[Begin DATA]
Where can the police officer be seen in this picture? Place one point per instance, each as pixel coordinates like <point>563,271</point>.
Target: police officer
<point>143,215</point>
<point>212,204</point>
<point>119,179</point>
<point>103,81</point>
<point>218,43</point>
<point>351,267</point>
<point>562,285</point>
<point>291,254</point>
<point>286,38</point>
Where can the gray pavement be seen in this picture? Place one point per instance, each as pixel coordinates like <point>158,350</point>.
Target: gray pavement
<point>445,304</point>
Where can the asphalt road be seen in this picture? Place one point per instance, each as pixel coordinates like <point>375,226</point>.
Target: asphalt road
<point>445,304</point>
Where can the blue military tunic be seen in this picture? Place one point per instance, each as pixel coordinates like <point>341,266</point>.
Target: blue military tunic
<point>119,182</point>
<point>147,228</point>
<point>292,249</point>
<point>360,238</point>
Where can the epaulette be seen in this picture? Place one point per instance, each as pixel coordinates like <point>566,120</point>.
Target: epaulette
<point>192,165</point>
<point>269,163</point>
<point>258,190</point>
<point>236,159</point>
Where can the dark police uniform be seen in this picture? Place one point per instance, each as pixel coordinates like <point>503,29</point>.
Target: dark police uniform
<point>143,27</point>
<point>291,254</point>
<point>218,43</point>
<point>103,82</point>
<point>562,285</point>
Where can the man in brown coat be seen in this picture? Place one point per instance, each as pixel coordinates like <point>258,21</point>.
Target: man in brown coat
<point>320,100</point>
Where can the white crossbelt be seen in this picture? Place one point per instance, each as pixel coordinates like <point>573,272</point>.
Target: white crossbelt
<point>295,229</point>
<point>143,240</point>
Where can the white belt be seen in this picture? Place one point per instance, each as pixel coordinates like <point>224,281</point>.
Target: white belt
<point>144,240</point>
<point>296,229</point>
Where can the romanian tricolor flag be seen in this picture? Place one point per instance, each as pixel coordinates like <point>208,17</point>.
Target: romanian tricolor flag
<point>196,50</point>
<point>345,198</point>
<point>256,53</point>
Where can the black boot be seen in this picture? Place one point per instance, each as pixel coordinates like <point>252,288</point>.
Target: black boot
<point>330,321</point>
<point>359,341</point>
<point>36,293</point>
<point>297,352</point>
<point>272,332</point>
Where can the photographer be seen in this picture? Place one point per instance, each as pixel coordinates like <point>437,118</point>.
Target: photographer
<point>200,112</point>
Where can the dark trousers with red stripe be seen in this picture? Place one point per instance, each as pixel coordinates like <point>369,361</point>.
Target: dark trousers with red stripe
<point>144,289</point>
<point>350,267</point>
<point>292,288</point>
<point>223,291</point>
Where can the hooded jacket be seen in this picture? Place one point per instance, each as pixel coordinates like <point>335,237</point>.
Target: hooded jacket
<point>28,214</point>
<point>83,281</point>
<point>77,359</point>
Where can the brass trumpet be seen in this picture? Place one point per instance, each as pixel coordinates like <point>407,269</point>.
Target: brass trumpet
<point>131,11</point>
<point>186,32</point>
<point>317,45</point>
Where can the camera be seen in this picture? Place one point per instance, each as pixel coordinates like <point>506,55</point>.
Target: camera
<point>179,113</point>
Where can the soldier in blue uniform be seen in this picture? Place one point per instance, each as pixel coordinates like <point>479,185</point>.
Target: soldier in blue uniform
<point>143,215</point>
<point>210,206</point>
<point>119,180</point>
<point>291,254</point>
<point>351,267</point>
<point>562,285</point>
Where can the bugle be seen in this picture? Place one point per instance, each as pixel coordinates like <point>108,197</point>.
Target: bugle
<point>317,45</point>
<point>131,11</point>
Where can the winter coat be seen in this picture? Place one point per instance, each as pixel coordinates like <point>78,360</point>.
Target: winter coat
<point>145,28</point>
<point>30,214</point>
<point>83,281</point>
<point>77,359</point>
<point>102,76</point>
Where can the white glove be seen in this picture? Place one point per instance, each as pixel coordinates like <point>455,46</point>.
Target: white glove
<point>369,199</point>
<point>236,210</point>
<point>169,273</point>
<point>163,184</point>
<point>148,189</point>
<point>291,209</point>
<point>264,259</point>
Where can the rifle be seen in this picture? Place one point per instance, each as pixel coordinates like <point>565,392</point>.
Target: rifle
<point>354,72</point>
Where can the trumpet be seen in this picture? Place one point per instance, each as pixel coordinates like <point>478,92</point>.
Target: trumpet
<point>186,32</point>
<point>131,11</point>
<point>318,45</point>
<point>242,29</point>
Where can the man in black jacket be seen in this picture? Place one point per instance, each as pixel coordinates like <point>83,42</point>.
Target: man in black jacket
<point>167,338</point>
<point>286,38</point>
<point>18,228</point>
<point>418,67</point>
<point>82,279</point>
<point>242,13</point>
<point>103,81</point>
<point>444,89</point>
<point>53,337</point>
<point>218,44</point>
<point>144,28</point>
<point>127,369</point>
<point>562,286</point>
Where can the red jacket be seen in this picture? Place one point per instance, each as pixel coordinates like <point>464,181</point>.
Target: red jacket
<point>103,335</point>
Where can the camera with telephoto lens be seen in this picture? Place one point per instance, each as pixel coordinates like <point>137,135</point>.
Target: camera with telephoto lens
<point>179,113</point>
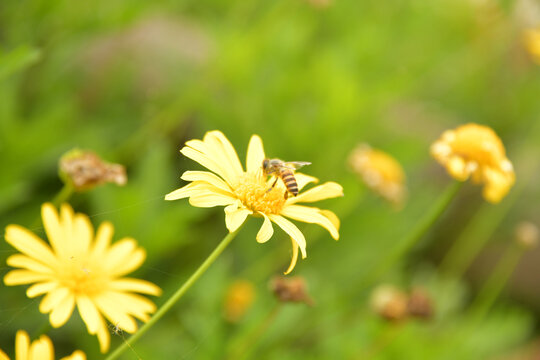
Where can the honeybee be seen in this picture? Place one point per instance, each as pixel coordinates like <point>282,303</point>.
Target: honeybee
<point>285,171</point>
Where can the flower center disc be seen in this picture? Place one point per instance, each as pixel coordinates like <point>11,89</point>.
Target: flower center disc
<point>254,193</point>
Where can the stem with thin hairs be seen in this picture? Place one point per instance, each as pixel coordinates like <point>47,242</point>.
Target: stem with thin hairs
<point>177,295</point>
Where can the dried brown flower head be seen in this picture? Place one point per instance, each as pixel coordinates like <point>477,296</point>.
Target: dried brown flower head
<point>85,170</point>
<point>527,234</point>
<point>389,302</point>
<point>293,289</point>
[End DATA]
» **DIRECTIONS FOR THIS TASK**
Reproduce the records from the line containing "Where can the blue" through the line containing "<point>143,240</point>", requests included, offsetting each coordinate in the answer points by 108 while leaving the sample coordinates within the requests unchanged.

» **EXERCISE RESULT**
Where can the blue military tunic be seen in this picture? Place one point per instance, each as pixel coordinates like <point>341,266</point>.
Target: blue military tunic
<point>227,290</point>
<point>255,336</point>
<point>400,357</point>
<point>468,346</point>
Where can the epaulette be seen in this picture? Place one point per instance, each as pixel coordinates like <point>566,120</point>.
Target: epaulette
<point>300,273</point>
<point>377,271</point>
<point>366,298</point>
<point>344,267</point>
Where can the dark police uniform be seen in this picture? Place one point per instance, each as pixel coordinates like <point>503,29</point>.
Target: dark police uniform
<point>251,135</point>
<point>399,362</point>
<point>326,151</point>
<point>211,190</point>
<point>670,393</point>
Where can the man in brown coat be seen in this picture? Place one point per instance, each as pixel coordinates like <point>258,21</point>.
Target: man in brown coat
<point>428,208</point>
Where can the white crossbelt be seen in this picture? Place one point per instance, each as pixel coordinates like <point>573,272</point>.
Target: white crossbelt
<point>403,337</point>
<point>251,348</point>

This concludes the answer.